# [AIM OF THE EXERCISE]
Write out the lines below verbatim, from the line with "Where can the letter d logo be found here?" to the line with "[[79, 407]]", including both of those lines, and nothing else.

# [ITEMS]
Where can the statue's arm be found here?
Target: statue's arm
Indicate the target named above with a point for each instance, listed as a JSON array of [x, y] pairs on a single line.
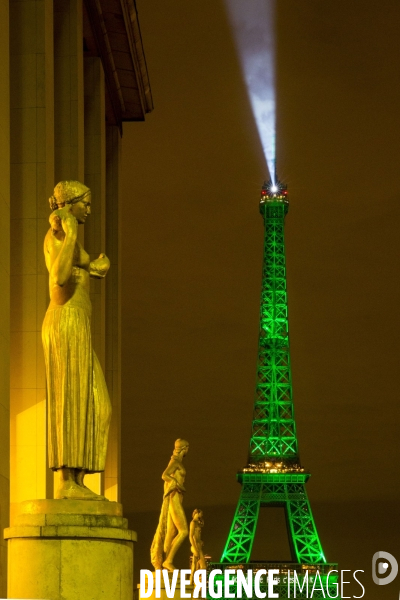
[[192, 538], [168, 475], [99, 268], [61, 257]]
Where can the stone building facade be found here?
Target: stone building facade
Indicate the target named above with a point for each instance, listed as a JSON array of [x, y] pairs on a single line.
[[72, 71]]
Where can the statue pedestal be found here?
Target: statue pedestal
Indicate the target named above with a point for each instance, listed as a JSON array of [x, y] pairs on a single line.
[[70, 550]]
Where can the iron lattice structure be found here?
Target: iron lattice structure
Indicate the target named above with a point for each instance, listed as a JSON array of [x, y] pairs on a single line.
[[274, 476]]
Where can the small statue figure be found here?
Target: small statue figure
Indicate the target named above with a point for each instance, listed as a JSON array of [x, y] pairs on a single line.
[[79, 408], [172, 527], [198, 559]]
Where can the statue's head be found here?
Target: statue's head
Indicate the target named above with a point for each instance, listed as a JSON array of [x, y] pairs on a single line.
[[72, 193], [181, 447], [197, 515]]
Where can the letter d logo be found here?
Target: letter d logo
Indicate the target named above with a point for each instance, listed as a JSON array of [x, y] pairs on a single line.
[[382, 567]]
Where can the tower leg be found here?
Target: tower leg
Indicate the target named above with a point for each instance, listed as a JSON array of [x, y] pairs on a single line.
[[303, 531], [243, 529]]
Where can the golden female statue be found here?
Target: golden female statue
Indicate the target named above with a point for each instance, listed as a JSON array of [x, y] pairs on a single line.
[[196, 525], [79, 408], [172, 527]]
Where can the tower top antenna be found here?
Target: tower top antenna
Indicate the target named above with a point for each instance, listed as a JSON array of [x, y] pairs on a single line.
[[274, 191]]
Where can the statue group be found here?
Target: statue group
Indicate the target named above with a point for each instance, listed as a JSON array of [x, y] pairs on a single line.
[[172, 526]]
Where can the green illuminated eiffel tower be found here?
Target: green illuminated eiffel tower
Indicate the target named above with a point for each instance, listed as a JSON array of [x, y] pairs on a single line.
[[274, 476]]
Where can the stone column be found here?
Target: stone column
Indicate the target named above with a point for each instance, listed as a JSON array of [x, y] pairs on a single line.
[[32, 174], [113, 313], [68, 90], [95, 175], [5, 295]]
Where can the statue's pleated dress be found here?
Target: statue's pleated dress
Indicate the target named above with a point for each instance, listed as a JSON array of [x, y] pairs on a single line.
[[79, 407]]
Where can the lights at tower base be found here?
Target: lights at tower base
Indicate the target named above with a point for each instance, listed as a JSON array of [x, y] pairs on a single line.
[[274, 191]]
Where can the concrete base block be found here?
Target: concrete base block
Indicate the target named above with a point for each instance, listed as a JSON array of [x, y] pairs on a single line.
[[70, 550]]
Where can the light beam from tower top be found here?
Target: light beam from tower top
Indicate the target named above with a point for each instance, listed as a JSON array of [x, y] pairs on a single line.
[[274, 191]]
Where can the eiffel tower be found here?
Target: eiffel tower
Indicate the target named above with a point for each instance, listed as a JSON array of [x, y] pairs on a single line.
[[274, 475]]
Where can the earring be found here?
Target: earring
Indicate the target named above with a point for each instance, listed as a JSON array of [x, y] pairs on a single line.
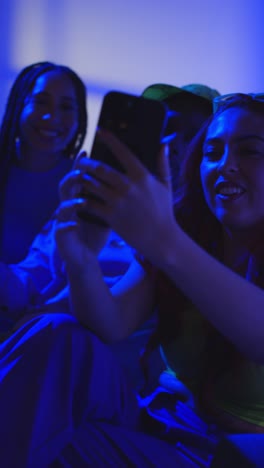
[[18, 148]]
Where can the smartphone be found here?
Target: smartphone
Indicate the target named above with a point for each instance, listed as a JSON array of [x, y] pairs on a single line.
[[141, 123]]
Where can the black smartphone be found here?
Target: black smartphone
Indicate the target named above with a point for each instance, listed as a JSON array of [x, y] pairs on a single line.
[[141, 123]]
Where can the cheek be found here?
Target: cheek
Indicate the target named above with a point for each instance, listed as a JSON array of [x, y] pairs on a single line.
[[207, 181]]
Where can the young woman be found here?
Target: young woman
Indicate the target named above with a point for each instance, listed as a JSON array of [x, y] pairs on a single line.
[[43, 128], [200, 261]]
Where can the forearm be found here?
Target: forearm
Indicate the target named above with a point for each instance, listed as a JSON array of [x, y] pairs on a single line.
[[92, 302], [232, 304]]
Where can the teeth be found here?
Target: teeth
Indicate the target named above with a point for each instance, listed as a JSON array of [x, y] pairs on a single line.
[[230, 190], [49, 133]]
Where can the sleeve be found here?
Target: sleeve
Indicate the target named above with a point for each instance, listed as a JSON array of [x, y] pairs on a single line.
[[22, 284]]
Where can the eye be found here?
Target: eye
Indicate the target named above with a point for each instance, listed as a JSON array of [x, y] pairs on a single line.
[[212, 154], [69, 107], [251, 152], [37, 101]]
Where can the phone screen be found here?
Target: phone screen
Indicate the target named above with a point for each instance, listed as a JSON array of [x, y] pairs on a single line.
[[138, 122], [141, 123]]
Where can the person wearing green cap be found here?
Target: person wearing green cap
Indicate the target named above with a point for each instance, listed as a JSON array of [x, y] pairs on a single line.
[[193, 105]]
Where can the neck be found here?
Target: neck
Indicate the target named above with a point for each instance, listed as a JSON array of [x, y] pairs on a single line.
[[239, 246], [40, 161]]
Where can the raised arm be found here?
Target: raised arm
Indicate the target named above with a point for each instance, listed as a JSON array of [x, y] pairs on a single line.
[[139, 208], [111, 315]]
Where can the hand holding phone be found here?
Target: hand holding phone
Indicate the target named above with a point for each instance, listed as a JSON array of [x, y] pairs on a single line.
[[140, 123]]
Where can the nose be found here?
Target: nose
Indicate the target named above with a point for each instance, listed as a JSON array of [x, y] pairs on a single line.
[[229, 162], [50, 114]]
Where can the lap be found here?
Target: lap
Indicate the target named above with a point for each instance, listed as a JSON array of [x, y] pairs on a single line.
[[104, 445]]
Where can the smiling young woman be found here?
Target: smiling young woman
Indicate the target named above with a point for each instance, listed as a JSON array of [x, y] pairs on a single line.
[[43, 129]]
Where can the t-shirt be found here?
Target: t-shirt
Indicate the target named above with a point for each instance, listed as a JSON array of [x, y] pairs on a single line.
[[236, 386], [30, 200]]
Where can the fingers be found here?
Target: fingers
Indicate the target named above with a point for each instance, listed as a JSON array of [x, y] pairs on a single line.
[[68, 209], [164, 167], [78, 159]]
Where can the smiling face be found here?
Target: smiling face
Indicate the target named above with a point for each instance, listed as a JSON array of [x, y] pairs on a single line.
[[232, 169], [49, 119]]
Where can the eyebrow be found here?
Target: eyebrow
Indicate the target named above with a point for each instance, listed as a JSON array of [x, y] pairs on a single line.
[[44, 93], [238, 139]]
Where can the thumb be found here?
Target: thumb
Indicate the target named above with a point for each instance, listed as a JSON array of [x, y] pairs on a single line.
[[164, 171], [81, 155]]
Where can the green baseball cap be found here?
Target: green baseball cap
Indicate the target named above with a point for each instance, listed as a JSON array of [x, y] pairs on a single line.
[[165, 92]]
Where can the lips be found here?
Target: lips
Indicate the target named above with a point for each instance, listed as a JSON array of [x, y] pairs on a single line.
[[229, 190], [49, 133]]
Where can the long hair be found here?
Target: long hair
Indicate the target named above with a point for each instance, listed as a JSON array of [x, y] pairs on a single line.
[[193, 215], [20, 90]]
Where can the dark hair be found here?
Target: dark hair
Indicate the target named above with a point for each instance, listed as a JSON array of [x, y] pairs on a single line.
[[20, 89], [194, 216], [190, 207]]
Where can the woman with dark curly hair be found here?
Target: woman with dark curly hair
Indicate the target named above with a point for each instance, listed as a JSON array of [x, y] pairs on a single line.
[[43, 128], [200, 261]]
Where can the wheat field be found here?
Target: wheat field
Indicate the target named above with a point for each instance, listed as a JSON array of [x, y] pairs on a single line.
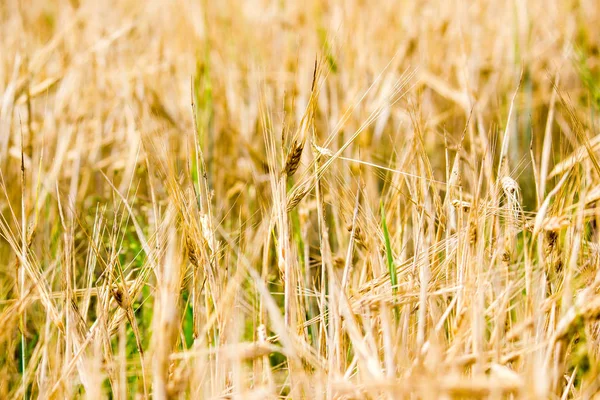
[[256, 199]]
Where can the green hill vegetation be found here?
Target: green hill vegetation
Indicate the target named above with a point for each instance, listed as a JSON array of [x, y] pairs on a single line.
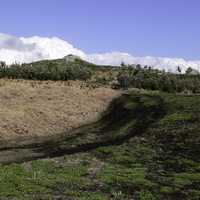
[[126, 76], [145, 147]]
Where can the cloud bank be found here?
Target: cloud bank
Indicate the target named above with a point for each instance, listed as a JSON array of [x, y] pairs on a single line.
[[29, 49]]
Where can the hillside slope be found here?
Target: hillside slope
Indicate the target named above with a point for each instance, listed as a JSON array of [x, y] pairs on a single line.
[[36, 108], [146, 146]]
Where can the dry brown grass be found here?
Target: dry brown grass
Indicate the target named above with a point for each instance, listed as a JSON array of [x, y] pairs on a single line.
[[35, 108]]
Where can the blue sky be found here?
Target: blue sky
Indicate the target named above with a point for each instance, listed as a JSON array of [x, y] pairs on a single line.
[[167, 28]]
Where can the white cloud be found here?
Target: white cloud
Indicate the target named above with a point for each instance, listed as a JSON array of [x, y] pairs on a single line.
[[14, 49]]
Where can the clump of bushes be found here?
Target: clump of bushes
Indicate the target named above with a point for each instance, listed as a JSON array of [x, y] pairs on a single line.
[[153, 79], [46, 70]]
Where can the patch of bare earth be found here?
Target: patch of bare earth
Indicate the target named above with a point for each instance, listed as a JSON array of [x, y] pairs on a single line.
[[36, 108]]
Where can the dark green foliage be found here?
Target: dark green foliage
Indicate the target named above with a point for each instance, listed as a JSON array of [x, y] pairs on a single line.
[[48, 70], [152, 154], [150, 79]]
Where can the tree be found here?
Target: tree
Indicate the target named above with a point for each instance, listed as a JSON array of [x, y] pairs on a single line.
[[179, 69]]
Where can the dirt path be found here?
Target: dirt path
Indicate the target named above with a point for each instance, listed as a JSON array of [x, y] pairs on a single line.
[[88, 137]]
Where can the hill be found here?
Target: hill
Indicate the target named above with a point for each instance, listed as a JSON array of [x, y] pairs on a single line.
[[127, 76], [145, 146], [42, 108]]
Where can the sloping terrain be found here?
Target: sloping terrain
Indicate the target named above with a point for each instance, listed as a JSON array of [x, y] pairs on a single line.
[[146, 146], [42, 108]]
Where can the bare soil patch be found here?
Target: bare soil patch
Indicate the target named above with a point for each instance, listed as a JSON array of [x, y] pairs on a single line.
[[41, 108]]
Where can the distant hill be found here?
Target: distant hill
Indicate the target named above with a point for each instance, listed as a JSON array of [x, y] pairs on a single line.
[[127, 76]]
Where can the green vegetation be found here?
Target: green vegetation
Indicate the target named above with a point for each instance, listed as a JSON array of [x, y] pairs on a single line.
[[48, 70], [133, 76], [145, 147], [151, 79]]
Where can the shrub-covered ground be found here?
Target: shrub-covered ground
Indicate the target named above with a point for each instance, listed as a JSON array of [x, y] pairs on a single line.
[[145, 147]]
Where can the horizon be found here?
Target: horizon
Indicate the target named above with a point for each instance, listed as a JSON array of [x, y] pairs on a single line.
[[150, 32]]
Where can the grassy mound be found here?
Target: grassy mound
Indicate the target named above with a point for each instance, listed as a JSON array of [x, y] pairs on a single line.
[[145, 147]]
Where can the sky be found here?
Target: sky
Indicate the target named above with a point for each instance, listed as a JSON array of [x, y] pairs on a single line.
[[140, 28]]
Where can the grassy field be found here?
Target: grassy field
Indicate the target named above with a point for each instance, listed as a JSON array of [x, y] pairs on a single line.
[[42, 108], [145, 147]]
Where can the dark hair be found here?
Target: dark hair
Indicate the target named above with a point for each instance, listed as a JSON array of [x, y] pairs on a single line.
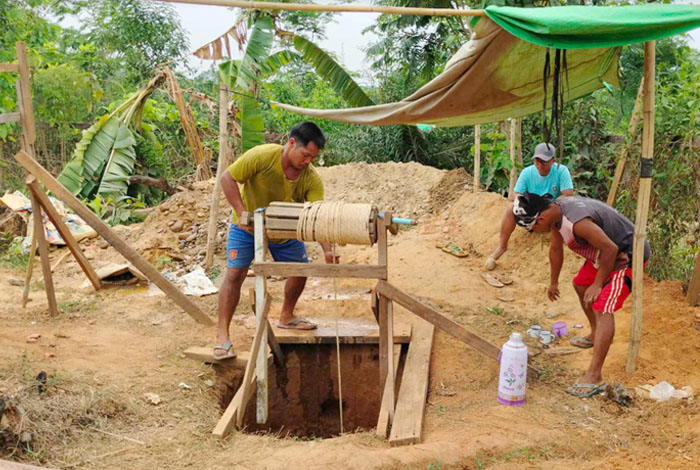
[[306, 132]]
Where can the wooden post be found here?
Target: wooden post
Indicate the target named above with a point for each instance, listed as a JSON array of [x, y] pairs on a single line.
[[44, 253], [260, 295], [72, 245], [631, 133], [640, 226], [513, 168], [220, 167], [477, 158], [112, 238]]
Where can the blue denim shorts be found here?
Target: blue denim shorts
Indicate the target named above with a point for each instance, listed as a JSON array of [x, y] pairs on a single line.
[[240, 249]]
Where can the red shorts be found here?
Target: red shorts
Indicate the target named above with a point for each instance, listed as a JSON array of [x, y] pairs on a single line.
[[616, 288]]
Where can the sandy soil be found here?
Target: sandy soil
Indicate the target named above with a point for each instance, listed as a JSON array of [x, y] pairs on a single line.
[[107, 349]]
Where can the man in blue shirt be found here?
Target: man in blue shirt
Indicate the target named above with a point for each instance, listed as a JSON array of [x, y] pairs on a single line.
[[544, 178]]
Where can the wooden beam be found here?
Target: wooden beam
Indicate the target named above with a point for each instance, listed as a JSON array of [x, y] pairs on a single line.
[[64, 232], [334, 8], [640, 224], [10, 117], [111, 237], [407, 427], [694, 284], [477, 159], [44, 254], [383, 421], [445, 324], [6, 67], [220, 168], [319, 270], [631, 132]]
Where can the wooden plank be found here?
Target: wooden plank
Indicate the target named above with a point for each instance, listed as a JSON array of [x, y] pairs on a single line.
[[254, 351], [10, 117], [477, 158], [319, 270], [694, 284], [640, 223], [350, 331], [29, 128], [44, 254], [383, 420], [6, 67], [445, 324], [64, 232], [220, 167], [407, 426], [112, 238], [631, 132], [261, 310]]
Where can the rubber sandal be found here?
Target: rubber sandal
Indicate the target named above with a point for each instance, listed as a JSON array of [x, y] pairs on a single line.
[[227, 347], [581, 342], [593, 389], [492, 281], [298, 323]]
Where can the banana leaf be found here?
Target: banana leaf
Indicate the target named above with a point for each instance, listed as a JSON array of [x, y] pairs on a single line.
[[331, 72], [255, 54], [120, 165], [253, 128]]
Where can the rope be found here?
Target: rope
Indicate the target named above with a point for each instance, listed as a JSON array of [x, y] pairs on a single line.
[[335, 222]]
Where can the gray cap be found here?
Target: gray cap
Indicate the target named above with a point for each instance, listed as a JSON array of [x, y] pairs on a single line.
[[544, 152]]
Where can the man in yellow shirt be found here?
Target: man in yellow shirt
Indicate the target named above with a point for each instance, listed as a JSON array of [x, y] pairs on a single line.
[[268, 173]]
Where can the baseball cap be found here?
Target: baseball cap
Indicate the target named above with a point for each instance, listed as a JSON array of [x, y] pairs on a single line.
[[527, 207], [544, 152]]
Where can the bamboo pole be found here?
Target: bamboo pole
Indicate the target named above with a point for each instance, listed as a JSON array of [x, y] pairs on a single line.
[[220, 166], [334, 8], [513, 169], [631, 132], [642, 206], [477, 158]]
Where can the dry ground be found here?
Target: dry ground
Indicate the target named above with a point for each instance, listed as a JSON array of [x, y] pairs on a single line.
[[112, 347]]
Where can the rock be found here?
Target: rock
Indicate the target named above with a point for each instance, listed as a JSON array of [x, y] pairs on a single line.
[[177, 226]]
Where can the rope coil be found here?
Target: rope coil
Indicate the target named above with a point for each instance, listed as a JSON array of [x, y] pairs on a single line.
[[335, 222]]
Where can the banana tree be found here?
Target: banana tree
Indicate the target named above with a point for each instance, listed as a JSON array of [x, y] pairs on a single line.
[[245, 76]]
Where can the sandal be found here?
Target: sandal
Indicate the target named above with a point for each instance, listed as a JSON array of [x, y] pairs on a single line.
[[581, 342], [593, 389], [298, 323], [228, 352]]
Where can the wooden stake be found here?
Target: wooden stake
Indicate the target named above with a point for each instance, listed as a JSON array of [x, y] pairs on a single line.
[[111, 237], [513, 168], [44, 253], [640, 226], [477, 159], [631, 133], [220, 167], [334, 8], [64, 232]]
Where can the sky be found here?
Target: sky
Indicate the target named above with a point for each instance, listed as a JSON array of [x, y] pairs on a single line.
[[205, 23]]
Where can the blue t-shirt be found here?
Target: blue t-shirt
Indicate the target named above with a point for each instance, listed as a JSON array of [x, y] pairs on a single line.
[[558, 180]]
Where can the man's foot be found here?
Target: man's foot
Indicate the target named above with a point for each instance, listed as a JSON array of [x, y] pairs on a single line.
[[224, 351], [297, 323]]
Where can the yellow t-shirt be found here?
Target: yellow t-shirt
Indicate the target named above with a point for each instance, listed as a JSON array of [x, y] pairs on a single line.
[[260, 172]]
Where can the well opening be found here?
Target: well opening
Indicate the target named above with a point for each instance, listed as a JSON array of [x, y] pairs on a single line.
[[303, 394]]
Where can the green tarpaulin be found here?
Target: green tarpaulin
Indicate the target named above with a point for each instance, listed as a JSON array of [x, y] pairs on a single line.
[[497, 74], [585, 27]]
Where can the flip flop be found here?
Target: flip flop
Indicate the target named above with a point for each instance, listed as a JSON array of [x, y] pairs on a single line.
[[492, 281], [593, 389], [298, 323], [227, 347], [581, 342]]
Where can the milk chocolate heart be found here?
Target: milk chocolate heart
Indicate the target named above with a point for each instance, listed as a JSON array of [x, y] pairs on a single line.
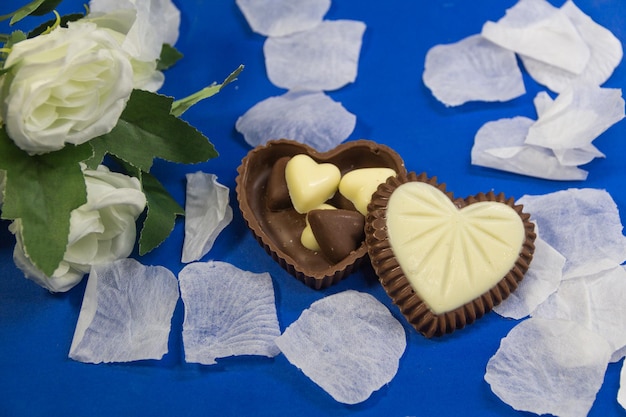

# [EXERCISE RESPONSE]
Where can the letter d logo be found here?
Target: letter d logo
Indicate the target named above with a point for each instance, listed as a JSON array of [x, y] pairs on a single line.
[[382, 567]]
Where can the tower leg be found here?
Target: tower leg
Indicate the target named above with a point for each instance, listed as a JSON array of [x, y] pairs on a single line.
[[303, 531], [243, 529]]
Where can the golden female statue be found here?
Target: golden female statue
Indicate the target named above with a point for each instance, listed as a JSON array of [x, y] pairs on a single line.
[[196, 525], [79, 408], [172, 527]]
Where can the tower top antenna be found here?
Target: tower top antenna
Indicate the target named above with a point for each instance, listed as a JSON array of [x, y] pairs on a single line.
[[274, 191]]
Where can the statue group be found here?
Target: statue group
Indicate the target named above with a point for each instance, listed as a JSON array of [x, y] pairs on a single line.
[[172, 526]]
Where can the green illuminated eiffel tower be found here?
Target: green illuminated eiffel tower
Indicate the target named above with a point for each instance, listed as a JSON array of [x, y] pairs on a single line.
[[274, 476]]
Where can the stone column be found here?
Target: stone column
Indicate the target named above with a point for each instance, listed as a JSON array of [x, y] pairs on a single line.
[[32, 174], [113, 313], [68, 90], [95, 175], [5, 295]]
Where can the statue's pleated dress be found here?
Target: statue's pleated dress
Indicate the target named above with a point for each instance, listed as a JSON array of [x, y] pairs on a single line.
[[79, 407]]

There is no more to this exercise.